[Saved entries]
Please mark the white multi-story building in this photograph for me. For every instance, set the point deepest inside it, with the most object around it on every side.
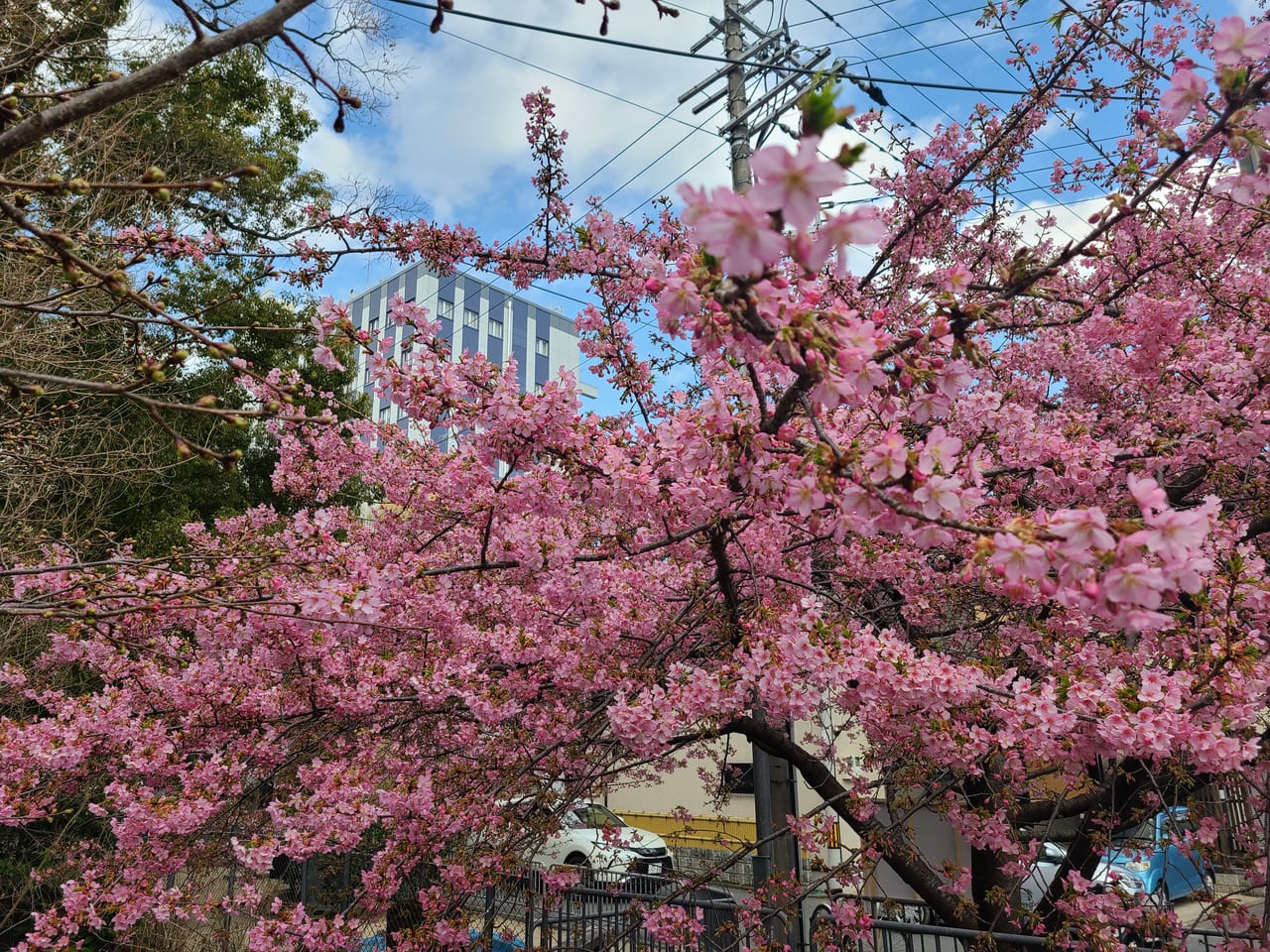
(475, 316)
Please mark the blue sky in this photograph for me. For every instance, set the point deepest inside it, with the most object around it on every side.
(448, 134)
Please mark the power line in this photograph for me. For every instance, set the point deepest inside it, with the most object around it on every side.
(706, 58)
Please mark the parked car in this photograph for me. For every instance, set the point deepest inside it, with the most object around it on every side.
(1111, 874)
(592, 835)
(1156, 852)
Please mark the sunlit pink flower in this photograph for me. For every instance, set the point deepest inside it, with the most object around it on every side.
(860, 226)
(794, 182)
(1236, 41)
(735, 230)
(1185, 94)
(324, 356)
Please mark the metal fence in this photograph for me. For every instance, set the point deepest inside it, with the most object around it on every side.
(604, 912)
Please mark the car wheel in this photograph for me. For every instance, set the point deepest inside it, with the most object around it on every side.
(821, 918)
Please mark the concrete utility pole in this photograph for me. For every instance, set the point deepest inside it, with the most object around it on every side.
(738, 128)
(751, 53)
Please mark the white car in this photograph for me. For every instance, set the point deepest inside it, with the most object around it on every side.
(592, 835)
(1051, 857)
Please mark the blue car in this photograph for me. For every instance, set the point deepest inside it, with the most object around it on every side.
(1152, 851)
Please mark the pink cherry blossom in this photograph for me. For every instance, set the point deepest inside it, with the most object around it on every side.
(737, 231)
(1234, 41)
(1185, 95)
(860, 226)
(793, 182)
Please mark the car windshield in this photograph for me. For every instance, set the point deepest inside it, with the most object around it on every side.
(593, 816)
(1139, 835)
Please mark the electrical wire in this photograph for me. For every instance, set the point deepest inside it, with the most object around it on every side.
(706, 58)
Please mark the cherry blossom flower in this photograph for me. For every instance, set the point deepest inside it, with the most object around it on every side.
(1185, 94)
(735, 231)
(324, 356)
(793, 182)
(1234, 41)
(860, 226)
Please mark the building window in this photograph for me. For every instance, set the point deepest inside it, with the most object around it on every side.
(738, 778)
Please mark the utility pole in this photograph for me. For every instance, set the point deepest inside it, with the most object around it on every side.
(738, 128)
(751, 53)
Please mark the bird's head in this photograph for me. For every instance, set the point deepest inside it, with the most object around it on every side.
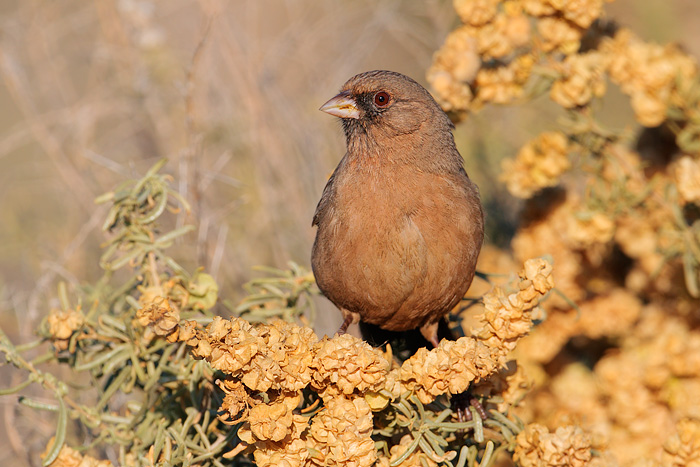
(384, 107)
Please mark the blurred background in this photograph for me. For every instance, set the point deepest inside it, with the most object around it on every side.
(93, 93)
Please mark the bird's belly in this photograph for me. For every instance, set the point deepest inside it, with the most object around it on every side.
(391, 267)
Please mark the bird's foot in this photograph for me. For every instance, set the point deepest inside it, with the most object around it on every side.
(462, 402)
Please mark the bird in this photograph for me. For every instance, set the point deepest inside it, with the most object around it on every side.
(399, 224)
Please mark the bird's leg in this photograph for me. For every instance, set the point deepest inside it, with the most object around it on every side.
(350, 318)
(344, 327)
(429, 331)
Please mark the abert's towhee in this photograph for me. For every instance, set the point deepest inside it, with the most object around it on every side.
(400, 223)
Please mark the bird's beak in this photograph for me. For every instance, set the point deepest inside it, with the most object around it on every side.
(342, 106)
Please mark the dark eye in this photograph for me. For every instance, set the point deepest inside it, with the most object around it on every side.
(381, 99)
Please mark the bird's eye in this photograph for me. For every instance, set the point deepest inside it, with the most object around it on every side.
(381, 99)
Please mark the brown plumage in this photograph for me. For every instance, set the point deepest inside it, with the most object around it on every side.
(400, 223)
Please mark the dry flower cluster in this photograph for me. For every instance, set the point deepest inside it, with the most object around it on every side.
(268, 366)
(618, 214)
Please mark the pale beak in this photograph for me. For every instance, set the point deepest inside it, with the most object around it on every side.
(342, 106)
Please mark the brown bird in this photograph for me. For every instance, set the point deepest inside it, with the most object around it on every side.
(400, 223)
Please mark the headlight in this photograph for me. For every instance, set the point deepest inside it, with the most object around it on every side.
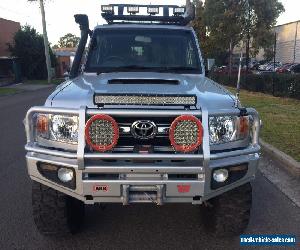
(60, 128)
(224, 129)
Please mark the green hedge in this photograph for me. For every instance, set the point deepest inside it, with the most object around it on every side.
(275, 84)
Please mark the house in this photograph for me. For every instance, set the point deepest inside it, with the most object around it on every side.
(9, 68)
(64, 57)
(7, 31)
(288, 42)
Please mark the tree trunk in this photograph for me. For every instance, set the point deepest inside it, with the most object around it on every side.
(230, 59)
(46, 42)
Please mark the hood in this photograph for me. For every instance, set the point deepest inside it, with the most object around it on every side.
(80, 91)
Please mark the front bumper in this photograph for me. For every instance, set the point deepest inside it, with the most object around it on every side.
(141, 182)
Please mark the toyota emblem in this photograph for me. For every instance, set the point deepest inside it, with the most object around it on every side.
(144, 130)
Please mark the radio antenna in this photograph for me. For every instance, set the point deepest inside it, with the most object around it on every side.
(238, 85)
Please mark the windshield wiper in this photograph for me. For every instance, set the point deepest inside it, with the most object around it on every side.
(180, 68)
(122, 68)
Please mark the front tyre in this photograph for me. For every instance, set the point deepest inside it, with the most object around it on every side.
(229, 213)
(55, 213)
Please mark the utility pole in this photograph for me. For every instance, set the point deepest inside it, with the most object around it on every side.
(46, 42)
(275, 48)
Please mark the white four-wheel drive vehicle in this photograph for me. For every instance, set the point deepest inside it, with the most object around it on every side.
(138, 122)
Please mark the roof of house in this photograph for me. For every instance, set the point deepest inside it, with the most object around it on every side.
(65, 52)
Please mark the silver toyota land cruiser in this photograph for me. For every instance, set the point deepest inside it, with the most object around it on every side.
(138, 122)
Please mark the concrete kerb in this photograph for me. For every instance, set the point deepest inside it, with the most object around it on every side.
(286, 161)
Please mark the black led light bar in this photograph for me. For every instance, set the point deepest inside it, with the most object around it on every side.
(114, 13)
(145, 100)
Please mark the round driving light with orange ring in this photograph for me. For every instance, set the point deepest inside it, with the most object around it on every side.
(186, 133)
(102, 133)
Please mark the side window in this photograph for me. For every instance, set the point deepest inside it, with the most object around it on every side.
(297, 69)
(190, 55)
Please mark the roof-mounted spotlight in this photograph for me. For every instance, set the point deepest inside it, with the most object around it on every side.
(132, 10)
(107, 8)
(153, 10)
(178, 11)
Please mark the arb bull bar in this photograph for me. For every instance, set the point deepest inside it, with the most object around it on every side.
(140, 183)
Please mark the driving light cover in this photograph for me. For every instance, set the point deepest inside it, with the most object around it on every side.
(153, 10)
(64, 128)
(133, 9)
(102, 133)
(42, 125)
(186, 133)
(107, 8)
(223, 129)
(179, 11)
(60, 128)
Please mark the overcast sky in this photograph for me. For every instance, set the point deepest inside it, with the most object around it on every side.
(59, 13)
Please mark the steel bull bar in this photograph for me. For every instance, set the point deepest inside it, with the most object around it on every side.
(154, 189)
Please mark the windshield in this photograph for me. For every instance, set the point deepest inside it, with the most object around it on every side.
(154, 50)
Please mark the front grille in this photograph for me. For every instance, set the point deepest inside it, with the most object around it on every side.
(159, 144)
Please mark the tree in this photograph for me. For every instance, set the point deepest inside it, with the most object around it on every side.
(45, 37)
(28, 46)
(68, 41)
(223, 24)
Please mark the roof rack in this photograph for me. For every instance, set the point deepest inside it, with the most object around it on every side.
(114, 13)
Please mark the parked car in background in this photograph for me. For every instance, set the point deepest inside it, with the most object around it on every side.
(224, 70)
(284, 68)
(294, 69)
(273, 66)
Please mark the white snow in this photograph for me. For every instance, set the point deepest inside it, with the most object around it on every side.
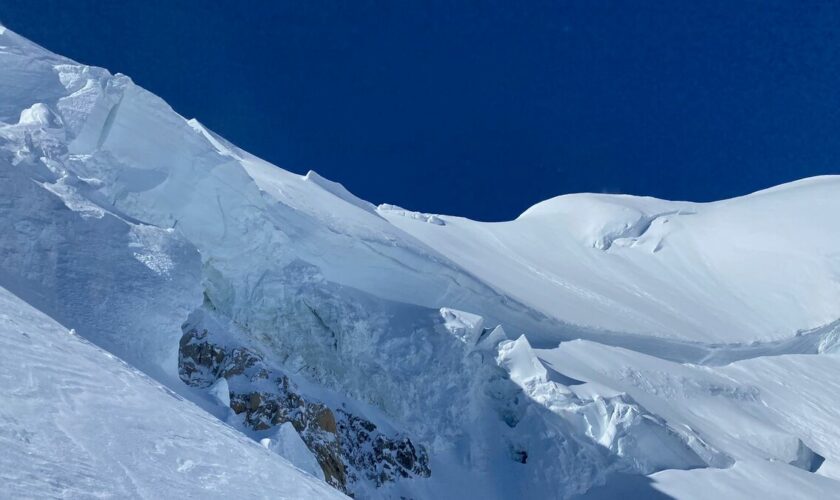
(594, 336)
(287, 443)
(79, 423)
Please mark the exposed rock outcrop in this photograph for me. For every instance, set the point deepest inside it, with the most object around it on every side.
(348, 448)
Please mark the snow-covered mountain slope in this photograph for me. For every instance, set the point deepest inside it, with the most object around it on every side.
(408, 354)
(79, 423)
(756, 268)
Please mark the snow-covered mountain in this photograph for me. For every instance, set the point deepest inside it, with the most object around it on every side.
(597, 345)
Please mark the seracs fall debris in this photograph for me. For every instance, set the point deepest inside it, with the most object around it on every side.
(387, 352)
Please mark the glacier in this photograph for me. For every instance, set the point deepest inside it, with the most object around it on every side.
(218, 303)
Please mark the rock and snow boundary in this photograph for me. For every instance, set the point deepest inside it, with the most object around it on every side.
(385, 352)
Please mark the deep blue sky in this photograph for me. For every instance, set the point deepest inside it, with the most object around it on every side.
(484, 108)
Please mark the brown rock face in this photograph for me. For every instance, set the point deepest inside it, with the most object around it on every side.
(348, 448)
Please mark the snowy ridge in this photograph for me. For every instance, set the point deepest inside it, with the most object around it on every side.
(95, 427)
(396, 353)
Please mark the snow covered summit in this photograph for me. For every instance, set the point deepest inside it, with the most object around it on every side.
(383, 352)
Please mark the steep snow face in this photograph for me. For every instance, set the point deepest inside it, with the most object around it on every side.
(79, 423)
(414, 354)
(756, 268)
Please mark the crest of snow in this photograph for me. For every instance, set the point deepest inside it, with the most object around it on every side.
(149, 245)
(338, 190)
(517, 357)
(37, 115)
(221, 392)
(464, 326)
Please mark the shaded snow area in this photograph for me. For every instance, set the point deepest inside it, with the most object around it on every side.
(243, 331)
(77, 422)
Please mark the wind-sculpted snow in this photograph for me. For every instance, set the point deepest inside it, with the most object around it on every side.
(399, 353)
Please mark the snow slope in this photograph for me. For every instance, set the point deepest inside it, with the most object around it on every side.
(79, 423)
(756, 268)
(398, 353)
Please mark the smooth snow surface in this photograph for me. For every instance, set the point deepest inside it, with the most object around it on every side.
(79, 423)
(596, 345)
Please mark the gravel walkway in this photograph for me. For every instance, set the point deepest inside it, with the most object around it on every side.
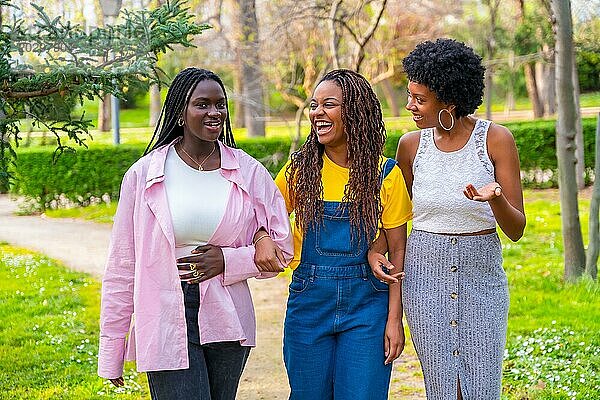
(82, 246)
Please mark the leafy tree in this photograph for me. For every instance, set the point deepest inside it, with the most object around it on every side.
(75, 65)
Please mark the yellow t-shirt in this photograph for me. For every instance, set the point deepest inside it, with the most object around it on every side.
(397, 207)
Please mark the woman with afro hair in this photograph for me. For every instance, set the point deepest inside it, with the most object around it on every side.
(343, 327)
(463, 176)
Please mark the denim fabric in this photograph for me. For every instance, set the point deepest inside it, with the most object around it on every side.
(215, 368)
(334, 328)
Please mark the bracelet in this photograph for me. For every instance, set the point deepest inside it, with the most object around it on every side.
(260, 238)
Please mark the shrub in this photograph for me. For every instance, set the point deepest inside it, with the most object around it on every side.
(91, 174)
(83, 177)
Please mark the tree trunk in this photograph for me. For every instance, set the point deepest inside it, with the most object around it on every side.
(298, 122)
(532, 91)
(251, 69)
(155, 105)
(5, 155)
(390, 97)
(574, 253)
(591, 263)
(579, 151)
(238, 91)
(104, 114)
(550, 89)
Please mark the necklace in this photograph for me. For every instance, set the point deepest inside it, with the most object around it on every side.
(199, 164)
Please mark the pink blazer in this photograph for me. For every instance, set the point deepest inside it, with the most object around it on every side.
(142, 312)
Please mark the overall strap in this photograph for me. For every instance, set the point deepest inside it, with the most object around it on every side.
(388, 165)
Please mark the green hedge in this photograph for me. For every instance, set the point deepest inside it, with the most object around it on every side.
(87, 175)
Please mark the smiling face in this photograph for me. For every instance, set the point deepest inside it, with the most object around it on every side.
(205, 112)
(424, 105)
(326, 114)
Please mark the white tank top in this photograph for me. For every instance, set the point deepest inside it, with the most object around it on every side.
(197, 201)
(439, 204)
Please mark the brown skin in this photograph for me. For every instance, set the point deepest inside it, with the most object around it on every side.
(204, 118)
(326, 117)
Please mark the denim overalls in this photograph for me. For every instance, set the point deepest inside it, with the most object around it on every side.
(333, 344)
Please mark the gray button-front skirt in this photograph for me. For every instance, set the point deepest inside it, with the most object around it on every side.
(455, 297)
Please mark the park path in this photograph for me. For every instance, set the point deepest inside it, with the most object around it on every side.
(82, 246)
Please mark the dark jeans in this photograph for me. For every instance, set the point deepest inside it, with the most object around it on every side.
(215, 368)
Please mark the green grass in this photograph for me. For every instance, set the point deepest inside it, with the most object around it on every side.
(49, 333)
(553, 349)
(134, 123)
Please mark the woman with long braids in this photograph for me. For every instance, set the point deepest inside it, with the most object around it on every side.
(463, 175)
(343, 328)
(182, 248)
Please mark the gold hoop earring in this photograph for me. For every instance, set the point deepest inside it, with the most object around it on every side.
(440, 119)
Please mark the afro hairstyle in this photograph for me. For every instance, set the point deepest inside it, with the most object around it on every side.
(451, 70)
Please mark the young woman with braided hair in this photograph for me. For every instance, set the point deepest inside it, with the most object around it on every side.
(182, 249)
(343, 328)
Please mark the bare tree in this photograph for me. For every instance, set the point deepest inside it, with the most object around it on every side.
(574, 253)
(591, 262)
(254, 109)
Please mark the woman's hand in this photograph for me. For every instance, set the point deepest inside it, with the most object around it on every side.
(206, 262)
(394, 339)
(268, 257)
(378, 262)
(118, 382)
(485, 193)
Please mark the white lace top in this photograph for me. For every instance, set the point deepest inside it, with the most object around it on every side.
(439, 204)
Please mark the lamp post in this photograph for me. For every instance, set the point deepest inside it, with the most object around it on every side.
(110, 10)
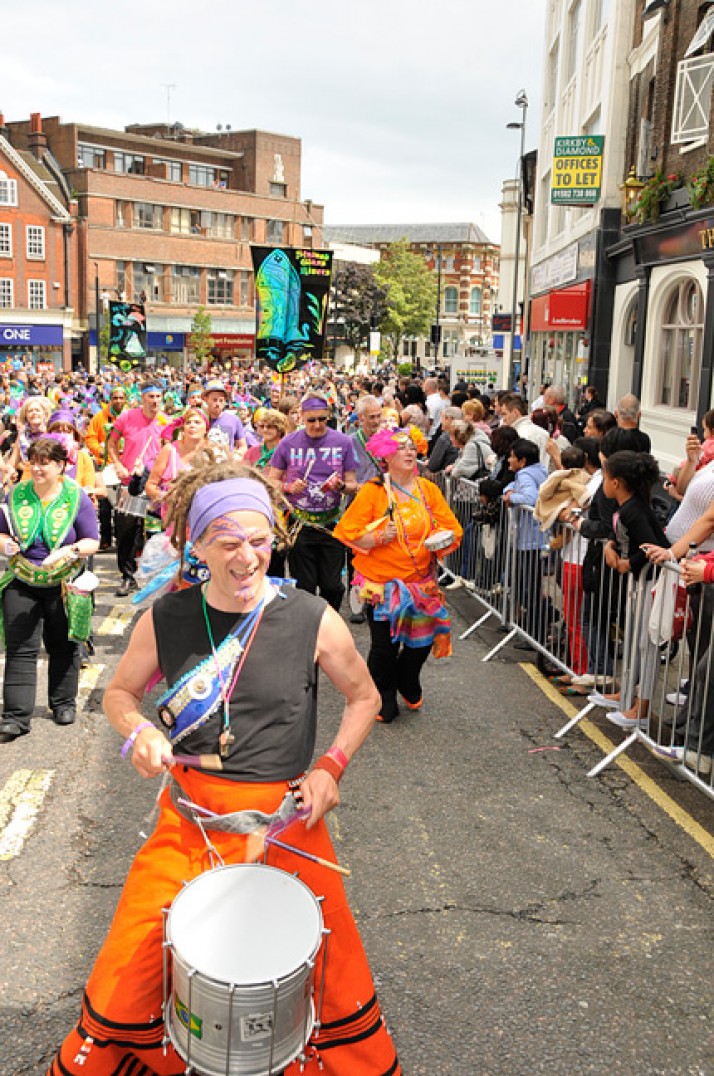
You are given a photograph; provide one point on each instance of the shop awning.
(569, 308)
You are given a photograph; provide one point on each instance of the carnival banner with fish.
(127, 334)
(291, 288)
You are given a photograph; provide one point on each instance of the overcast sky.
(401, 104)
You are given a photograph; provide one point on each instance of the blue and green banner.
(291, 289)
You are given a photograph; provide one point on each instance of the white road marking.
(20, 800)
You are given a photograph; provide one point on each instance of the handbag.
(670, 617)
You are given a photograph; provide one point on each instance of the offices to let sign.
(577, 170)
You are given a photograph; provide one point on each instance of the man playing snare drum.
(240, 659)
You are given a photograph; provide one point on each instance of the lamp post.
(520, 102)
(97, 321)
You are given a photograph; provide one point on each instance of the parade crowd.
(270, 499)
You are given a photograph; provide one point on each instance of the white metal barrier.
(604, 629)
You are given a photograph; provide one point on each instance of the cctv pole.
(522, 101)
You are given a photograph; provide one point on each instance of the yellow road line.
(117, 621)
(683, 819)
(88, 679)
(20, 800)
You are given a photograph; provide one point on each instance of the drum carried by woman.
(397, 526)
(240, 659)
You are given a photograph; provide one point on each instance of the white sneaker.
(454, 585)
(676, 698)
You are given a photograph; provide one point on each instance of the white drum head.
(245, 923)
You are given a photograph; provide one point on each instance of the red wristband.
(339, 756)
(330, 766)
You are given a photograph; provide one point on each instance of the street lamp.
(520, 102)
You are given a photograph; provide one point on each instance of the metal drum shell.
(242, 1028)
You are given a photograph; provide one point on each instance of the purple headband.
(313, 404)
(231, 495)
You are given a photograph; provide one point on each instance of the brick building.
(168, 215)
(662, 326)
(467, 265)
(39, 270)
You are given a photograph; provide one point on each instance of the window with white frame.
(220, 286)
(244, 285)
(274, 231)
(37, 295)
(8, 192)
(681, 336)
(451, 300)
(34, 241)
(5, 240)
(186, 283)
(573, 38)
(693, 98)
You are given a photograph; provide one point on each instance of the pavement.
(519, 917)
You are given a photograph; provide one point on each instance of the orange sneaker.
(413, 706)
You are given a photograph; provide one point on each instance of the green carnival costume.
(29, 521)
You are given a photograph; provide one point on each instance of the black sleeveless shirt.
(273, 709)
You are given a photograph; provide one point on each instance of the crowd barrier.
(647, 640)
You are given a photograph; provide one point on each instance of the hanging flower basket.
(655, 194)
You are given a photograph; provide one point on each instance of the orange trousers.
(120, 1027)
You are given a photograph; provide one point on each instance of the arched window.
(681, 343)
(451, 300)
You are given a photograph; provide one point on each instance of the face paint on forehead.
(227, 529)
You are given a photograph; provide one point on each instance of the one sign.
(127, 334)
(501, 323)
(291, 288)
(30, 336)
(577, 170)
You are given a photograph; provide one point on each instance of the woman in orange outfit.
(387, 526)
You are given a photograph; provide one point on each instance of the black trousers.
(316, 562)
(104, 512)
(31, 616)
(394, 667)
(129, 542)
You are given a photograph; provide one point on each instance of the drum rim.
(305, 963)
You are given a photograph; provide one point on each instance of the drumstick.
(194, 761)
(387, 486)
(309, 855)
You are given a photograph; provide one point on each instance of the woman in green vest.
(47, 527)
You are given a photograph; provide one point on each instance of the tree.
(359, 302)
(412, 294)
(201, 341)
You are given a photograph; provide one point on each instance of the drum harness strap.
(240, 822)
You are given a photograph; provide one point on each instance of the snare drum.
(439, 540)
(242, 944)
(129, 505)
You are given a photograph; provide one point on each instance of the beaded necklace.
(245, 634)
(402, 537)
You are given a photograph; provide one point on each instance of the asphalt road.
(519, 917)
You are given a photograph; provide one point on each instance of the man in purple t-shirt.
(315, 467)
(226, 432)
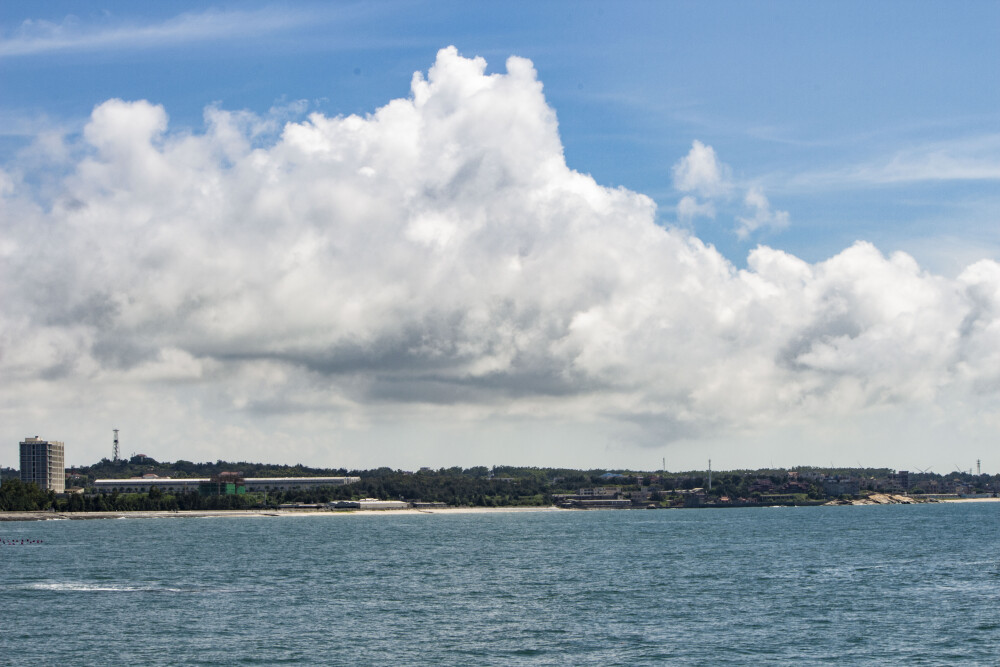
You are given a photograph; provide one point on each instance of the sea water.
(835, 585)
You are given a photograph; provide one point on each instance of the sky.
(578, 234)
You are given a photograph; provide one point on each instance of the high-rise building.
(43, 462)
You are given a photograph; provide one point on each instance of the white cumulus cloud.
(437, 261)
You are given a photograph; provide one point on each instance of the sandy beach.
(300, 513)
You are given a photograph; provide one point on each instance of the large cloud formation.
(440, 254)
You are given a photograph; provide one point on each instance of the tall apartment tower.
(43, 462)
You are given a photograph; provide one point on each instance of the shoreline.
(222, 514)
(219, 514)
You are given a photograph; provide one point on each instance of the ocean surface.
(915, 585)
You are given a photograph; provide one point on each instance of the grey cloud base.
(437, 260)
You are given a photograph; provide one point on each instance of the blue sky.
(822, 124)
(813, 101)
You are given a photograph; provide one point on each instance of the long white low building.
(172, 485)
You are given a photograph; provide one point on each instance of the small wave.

Brief:
With the line that contains "white low building." as the first and the final line of the data as the last, repeat every line in that span exactly.

Response area:
You are given a photograph; provide one point on each instance of the long white low building.
(172, 485)
You are given a photograph; provide one point on each instance of the small wave.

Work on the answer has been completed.